— Start PASSAGE GIVEN —

1. Dave – Twenty-five
2. Brent – Al-kida
3. Manson – Tom Bean
4. Jabberjaw – Pantera
5. Spice – Blind Lawrence
6. Ned – Twenty-five
7. Bubba – Manson

They then went to commercials a few seconds later.


Segment 5 – Susanna from Miami

Coming out of commercials, we heard a promo for the Ned Dragons shirt.
Bubba plugged the latest stuff on BTLS.com and BubbaRaw.com. Susanna
in Miami said she’s a Miami heat dancer, Spice asked who the sugar
daddy was, he thinks she doesn’t get paid a lot of money, Susanna said
they get paid a lot of money, Spice read from her bio, Bubba asked to
see her picture, Spice thinks she’s steamy. Spice asked if it’s like
football, Susanna said they’re not allowed to talk to the players,
Bubba thinks it’s a neat website, Spice described her as a real thin
blonde, Brent said she was smoking. Susanna said the team needs some
help; Bubba said they’ll run into the Magic. Spice asked if she ever
made out with the other girls, Susanna said no, she said they keep it
professional, Spice thinks Natalie has big jugs, Bubba thinks Ashley F
is really hot, he then decided on Ashley A, Susanna said everyone is
sexy. Spice asked her relationship status, Susanna said she’s single,
she said they’re going for year five with the contest called “NBA’s
Hottest Dance Team”, Bubba thinks Manson would pick the Miami girls,
Spice asked her the best gift a guy ever got her, Susanna said a pair
of shoes with pink laces. Bubba said they’ll put up a link on
BTLS.com, he said the bubba Army is very strong, Susanna said it’s
nba.com or heat.com, just register and vote as much as you’d like,
provided that you delete your cookies, log out and log back in. Spice
wondered if she’ll call around to other shows, the guys goofed on her
for saying that bubba’s name is “bubba of course”; Spice thinks the
Bobcats are good looking. Bubba asked her the frequency of the
station, Susanna said 93.1, she said all she can name is Bubba, Spice
thinks she just looked it up on line. Bubba decided to put her on
hold, he decided to open the lines to people from Miami, he said he’d
like to be supportive, he asked if they should help her out or not, he
thinks she knows nothing about him, he thinks she’s just using her
looks to try and bamboozle him, he said he could get the Miami
cheerleaders to win.

1. Mark – no
2. Keith – no
3. Rob – yes
4. Minner – No
5. Nicola – no
6. Eric – No
7. Allen – yes
8. John – No
9. Some caller – no
10. Greg – yes
11. Rick – No
12. Ryan – Yes
13. Tony – No
14. Ed – No
15. Casey – yes
16. Steve – Yes
17. Jasmin – Yes
18. Robeo – Yes
19. Joey – No

Bubba went back to Susanna, he asked her if she knew his name, she
then went over the people on the show, she then got Eviled a few
seconds later, he thinks she’s getting off on a technicality, Brent
said it was a fare vote, they then went to commercials a few seconds
later.

— End PASSAGE GIVEN —

WORK TO COMPLETE
• 1. Summarize the recap of Segment 5 in two sentences.
• 2. Decide whether each statement agrees with the recap of Segment 5, answering yes or no and quoting the words from the recap that settle it.
(a) Susanna said the dancers are allowed to talk to the players.
(b) Susanna gave 93.1 as the station's frequency.
(c) Susanna said the best gift a guy ever got her was a necklace.

— Start EXCERPTED RECORDS —

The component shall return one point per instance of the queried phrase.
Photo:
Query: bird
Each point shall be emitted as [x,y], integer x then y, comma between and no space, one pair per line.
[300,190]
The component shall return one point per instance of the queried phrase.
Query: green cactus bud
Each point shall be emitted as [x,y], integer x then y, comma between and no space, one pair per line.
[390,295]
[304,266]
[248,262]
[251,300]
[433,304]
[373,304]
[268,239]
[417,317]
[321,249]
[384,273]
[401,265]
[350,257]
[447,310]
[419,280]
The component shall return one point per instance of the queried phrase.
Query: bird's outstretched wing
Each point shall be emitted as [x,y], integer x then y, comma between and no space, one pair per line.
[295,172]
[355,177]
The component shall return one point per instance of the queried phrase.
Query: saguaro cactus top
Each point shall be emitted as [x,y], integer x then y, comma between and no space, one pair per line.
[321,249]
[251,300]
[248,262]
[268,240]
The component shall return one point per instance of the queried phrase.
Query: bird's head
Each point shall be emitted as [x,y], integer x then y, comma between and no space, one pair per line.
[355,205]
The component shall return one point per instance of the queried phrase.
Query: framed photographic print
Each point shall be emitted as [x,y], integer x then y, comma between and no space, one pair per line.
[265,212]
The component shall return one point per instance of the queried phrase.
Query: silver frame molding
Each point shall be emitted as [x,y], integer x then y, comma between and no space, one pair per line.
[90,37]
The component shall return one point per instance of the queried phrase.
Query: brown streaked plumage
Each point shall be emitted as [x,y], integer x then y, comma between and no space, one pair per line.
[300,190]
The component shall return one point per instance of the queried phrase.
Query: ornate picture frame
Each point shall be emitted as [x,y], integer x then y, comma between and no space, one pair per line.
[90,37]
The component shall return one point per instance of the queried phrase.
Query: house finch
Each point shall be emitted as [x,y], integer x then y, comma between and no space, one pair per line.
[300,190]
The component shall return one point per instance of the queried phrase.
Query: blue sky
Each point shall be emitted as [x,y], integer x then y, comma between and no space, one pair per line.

— End EXCERPTED RECORDS —

EXPECTED OUTPUTS
• 1. Susanna, a Miami Heat dancer, told Bubba and Spice that she is single and that fans can register and vote at nba.com or heat.com in the "NBA's Hottest Dance Team" contest. Bubba then opened the lines to Miami callers to decide whether to help her, and when he went back to her and asked if she knew his name, she got Eviled.

• 2.
(a) No: "Susanna said they’re not allowed to talk to the players"
(b) Yes: "Bubba asked her the frequency of the station, Susanna said 93.1"
(c) No: "Susanna said a pair of shoes with pink laces"